▶ Trecho apresentado
---

Aprende, rezando, a viver a paciência de esperar os
tempos de Deus, que não são os nossos tempos, e
a seguir os caminhos de Deus que tantas vezes não
são os nossos caminhos.

Um dom particular que a oração te dará é o amor
pelos outros e o senso eclesial. Quanto mais rezares,
mais misericórdia terás para com todos, mais
quererás ajudar a quem sofre, mais terás fome e sede
de justiça para todos, principalmente pelos mais
pobres e desvalidos, mais carregarás o pecado dos
outros para completar em ti o que falta à paixão de
Cristo, para vantagem de seu Corpo, que é a Igreja.
Rezando, sentirás como é belo estar na barca de
Pedro, solidário com todos, dócil à guia dos pastores,
sustentado pela oração de todos pronto a servir o
próximo na gratuidade, sem nada pedir em troca.
Rezando, sentirás crescer em ti a paixão pela unidade
do Corpo de Cristo e de toda a família humana. A
oração é a escola do amor, porque é nela que podes
reconhecer-te infinitamente amado e sempre de novo
nascer para a generosidade do perdão e da doação
sem cálculos, indo além de todos os cansaços.
Rezando, aprendemos a rezar. Gozamos dos frutos
do Espírito, que fazem a vida bonita e verdadeira:
"amor, alegria, paz, paciência, afabilidade, bondade,
fidelidade, mansidão, autodomínio" (GI 5,22). Rezando,
tomamo-nos amor, e a vida adquire o sentido e a beleza
que Deus lhe deu ao criá-la. Rezando, percebemos
sempre mais a urgência de levar o Evangelho a todos,
até às extremidades da terra. Rezando, descobrimos
os infinitos dons do Amado e aprendemos sempre
mais a dar-lhe graças em todas as coisas. Rezando,
vivemos. Rezando, amamos. Rezando, louvamos.

---

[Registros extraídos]
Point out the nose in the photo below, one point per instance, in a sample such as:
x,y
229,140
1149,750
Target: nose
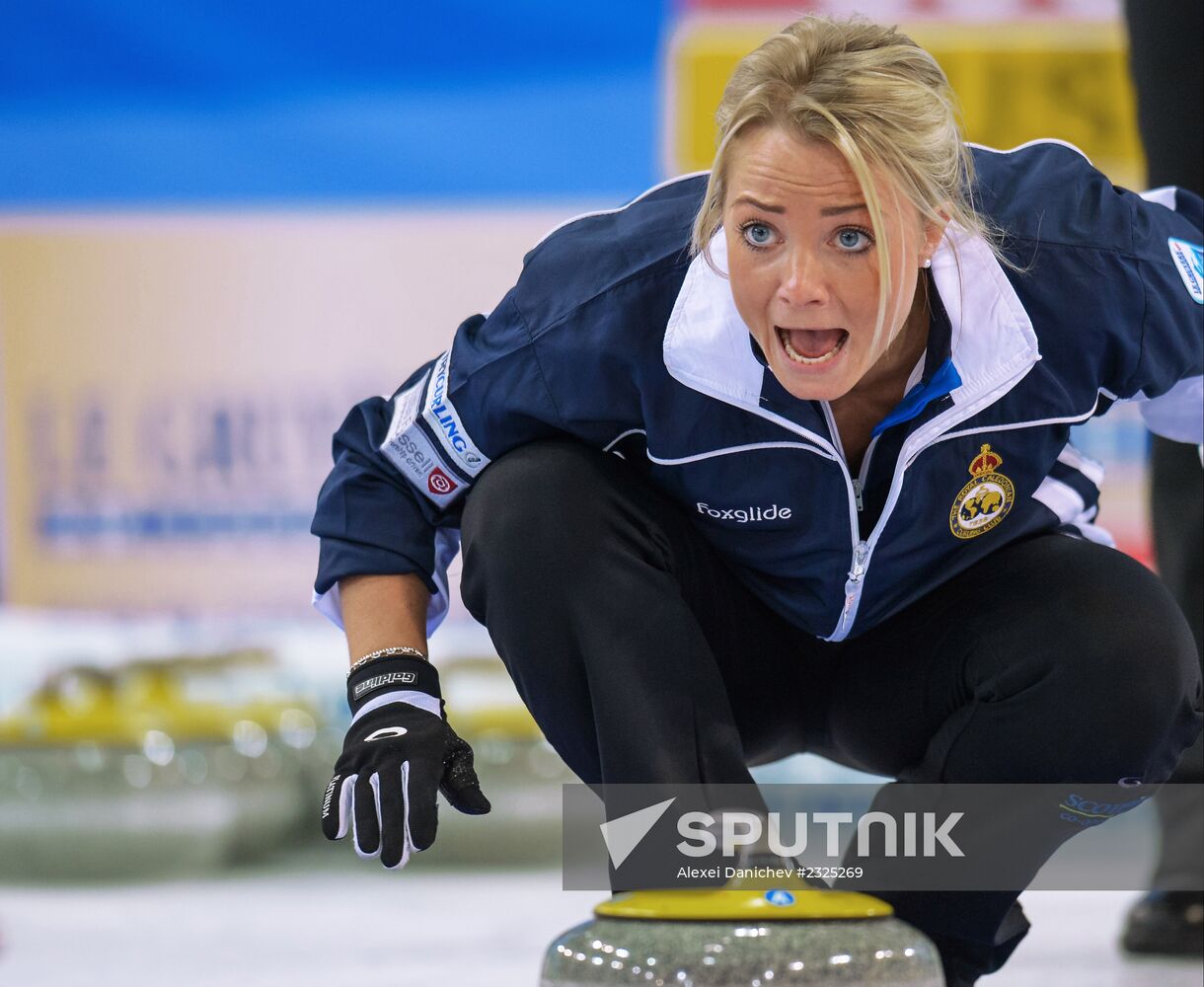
x,y
802,279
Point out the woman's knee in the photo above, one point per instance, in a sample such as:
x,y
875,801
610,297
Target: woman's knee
x,y
1104,676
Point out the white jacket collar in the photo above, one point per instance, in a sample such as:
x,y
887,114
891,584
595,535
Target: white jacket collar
x,y
707,343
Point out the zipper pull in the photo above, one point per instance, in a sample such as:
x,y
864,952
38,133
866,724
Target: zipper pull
x,y
859,563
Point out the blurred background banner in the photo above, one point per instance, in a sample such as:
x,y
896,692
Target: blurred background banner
x,y
222,228
173,380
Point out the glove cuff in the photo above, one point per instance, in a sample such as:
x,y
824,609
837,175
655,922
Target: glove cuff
x,y
399,674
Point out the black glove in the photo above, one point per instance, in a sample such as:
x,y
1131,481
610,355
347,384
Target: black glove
x,y
399,750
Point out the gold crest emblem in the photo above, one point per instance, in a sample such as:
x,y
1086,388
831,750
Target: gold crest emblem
x,y
985,499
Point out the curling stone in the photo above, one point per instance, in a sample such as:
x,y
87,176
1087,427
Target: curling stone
x,y
742,938
163,766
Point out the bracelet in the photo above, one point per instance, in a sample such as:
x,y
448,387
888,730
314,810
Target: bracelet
x,y
387,652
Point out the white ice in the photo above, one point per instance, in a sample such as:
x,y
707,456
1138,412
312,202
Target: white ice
x,y
323,927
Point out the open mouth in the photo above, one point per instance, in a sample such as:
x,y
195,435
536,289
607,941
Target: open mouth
x,y
811,345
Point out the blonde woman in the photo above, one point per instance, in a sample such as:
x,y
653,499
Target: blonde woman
x,y
776,459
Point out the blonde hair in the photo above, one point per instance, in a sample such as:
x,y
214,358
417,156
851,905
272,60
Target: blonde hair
x,y
873,94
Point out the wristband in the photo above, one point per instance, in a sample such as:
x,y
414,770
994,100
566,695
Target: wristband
x,y
387,652
392,674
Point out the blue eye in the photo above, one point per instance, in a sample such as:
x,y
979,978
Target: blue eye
x,y
853,241
757,234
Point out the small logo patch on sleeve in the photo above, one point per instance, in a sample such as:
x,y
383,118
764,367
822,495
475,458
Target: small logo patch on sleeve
x,y
414,455
1189,263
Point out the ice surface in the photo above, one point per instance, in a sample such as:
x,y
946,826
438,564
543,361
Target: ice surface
x,y
305,922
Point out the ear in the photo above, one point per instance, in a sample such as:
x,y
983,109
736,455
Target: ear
x,y
934,231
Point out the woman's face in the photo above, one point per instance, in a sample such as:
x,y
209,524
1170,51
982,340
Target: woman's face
x,y
803,264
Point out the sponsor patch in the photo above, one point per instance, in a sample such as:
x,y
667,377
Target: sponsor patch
x,y
441,416
985,499
1189,263
743,515
415,458
386,733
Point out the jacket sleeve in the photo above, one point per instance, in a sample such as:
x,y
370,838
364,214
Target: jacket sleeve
x,y
1168,374
403,464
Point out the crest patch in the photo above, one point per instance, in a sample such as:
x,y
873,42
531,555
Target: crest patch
x,y
985,499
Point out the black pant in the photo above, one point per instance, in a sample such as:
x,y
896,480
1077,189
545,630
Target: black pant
x,y
644,658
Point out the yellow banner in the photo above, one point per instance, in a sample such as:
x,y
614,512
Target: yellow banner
x,y
1016,82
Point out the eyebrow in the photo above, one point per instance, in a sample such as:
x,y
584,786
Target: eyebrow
x,y
827,211
842,209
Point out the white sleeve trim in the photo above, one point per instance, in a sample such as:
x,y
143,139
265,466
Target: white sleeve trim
x,y
1178,413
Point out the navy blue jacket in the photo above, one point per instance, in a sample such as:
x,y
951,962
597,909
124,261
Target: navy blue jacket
x,y
617,338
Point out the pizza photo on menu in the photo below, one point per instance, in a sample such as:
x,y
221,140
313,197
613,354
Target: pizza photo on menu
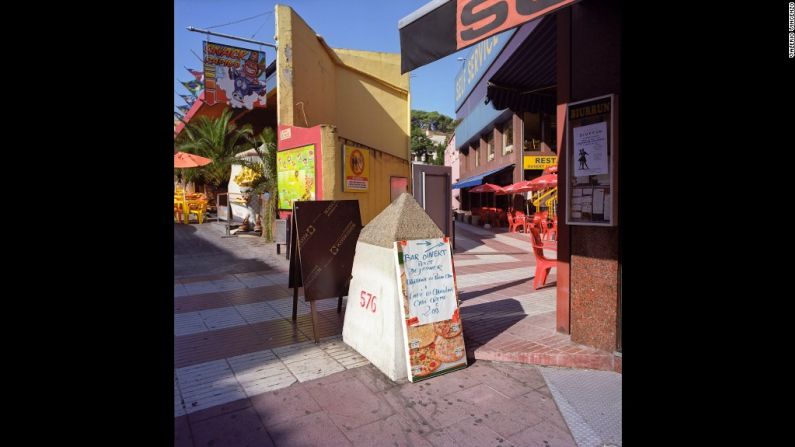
x,y
433,333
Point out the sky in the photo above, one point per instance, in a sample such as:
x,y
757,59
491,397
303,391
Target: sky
x,y
370,25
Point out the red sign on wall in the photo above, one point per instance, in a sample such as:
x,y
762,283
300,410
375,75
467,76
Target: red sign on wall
x,y
479,19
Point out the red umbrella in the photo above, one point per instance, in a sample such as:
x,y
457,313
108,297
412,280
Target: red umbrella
x,y
186,160
545,181
519,187
487,187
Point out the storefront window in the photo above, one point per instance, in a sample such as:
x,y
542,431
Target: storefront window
x,y
549,131
532,132
489,137
507,137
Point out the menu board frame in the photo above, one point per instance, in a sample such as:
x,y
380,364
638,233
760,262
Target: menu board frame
x,y
438,347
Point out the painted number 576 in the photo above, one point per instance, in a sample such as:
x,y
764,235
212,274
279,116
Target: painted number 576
x,y
367,300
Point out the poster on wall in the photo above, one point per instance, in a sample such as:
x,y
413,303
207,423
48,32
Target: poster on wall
x,y
591,182
235,76
433,335
295,175
356,169
590,149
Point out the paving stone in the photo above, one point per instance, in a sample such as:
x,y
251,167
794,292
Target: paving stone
x,y
236,429
284,405
315,429
359,406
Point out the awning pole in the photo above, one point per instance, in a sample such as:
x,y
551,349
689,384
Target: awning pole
x,y
228,36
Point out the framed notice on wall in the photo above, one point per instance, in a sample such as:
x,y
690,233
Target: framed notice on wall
x,y
356,169
592,159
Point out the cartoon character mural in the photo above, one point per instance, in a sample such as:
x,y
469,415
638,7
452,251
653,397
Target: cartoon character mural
x,y
234,75
246,79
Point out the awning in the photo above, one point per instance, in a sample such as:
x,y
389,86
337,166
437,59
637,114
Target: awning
x,y
478,179
526,81
442,27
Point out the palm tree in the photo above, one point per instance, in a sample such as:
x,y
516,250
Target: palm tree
x,y
219,140
266,181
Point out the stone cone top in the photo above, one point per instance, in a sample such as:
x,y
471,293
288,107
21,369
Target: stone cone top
x,y
403,219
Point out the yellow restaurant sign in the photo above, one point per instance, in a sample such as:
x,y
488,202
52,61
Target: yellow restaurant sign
x,y
540,161
357,169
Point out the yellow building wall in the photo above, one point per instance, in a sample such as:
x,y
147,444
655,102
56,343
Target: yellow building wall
x,y
382,167
355,95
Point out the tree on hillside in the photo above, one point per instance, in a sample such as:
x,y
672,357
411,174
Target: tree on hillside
x,y
423,149
266,181
434,121
217,139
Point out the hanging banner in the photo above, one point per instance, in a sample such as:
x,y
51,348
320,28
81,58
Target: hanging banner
x,y
432,332
441,28
193,87
540,161
356,169
295,175
235,76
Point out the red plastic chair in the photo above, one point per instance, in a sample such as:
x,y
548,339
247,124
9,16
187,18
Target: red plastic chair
x,y
515,222
543,264
553,233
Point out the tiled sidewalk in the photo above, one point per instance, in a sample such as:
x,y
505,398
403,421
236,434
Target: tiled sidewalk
x,y
485,404
504,318
245,374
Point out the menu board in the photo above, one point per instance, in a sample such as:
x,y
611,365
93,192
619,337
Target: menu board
x,y
323,245
295,175
433,335
591,155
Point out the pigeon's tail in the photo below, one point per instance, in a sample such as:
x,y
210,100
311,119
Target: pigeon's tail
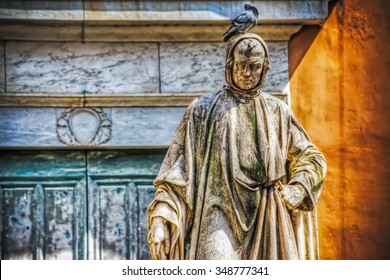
x,y
230,33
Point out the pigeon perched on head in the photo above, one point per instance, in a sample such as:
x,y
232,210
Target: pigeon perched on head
x,y
243,22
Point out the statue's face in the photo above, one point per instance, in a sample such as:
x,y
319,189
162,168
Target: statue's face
x,y
248,64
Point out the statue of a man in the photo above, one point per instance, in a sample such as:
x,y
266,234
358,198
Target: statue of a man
x,y
241,178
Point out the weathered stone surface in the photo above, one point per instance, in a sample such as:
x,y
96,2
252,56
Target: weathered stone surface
x,y
36,127
202,10
82,68
142,32
340,94
192,67
199,67
28,127
2,67
41,10
41,31
144,126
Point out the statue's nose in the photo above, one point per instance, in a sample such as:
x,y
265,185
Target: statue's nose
x,y
247,70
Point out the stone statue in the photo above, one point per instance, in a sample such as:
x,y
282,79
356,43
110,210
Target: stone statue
x,y
241,178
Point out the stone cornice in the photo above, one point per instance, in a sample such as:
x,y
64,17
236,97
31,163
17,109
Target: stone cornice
x,y
149,21
131,32
101,100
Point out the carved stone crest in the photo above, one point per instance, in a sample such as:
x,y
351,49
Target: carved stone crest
x,y
83,126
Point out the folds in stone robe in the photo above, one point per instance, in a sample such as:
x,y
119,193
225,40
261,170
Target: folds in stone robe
x,y
216,186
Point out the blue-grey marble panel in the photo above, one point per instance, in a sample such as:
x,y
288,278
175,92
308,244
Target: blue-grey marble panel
x,y
200,67
36,127
2,67
277,76
191,67
109,68
41,10
28,127
270,10
144,126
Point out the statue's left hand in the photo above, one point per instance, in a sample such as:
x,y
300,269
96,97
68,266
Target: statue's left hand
x,y
293,195
159,239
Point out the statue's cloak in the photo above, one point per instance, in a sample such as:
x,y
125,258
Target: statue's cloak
x,y
216,186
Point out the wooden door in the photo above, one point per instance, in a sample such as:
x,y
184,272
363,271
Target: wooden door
x,y
76,204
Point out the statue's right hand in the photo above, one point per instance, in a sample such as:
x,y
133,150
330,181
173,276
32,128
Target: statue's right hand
x,y
159,239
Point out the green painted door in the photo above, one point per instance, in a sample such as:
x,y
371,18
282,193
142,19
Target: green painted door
x,y
76,204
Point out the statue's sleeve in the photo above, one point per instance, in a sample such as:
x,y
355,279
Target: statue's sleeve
x,y
307,165
176,182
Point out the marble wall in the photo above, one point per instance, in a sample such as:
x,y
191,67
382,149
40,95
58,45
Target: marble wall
x,y
53,67
131,127
126,68
2,68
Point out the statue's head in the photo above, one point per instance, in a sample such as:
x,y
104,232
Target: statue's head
x,y
247,63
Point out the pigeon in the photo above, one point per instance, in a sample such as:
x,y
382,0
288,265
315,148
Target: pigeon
x,y
243,22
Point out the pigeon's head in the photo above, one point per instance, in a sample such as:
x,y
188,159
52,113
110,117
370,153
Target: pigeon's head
x,y
252,8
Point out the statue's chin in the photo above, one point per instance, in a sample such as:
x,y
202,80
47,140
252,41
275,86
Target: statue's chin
x,y
246,86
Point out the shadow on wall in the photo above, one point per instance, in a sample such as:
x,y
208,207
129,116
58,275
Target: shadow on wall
x,y
339,93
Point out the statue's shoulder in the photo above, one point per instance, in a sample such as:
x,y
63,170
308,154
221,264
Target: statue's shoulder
x,y
276,105
205,101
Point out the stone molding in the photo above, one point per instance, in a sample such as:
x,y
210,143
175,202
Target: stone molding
x,y
101,100
129,32
83,126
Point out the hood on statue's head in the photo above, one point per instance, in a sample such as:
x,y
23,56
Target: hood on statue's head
x,y
230,63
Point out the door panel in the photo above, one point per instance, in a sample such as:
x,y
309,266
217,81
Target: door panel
x,y
76,205
120,188
44,201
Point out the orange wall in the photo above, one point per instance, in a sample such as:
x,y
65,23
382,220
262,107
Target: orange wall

---

▶ Enunciado 1
No trecho apresentado, a oração é chamada de escola de quê?
▶ Enunciado 2
Escreva de novo as linhas fornecidas, da linha que contém "Point out the statue's shoulder" até a última dessas linhas, inclusive, e some -96 a cada coordenada das respostas.

▶ Resultado 1
A oração é chamada de escola do amor.

▶ Resultado 2
Point out the statue's shoulder in the photo above, one point per instance, in a sample such as:
x,y
63,170
308,154
221,264
Target: statue's shoulder
x,y
180,9
109,5
Point out the stone molding in the photo above, one point per instance, in a sample such as:
x,y
210,143
175,202
Target: stone molding
x,y
5,4
33,-64
-13,30
Point out the hood on statue's head in the photo above, one point per instance, in a sample such as:
x,y
23,56
Target: hood on statue's head
x,y
134,-33
Point out the door panel in the photo above, one point per instance, in a sample such as:
x,y
309,266
217,81
Target: door panel
x,y
-20,109
24,92
-52,105
Point out the orange wall in the photo above, one point per instance, in a sample such as:
x,y
65,23
382,220
262,107
Target: orange wall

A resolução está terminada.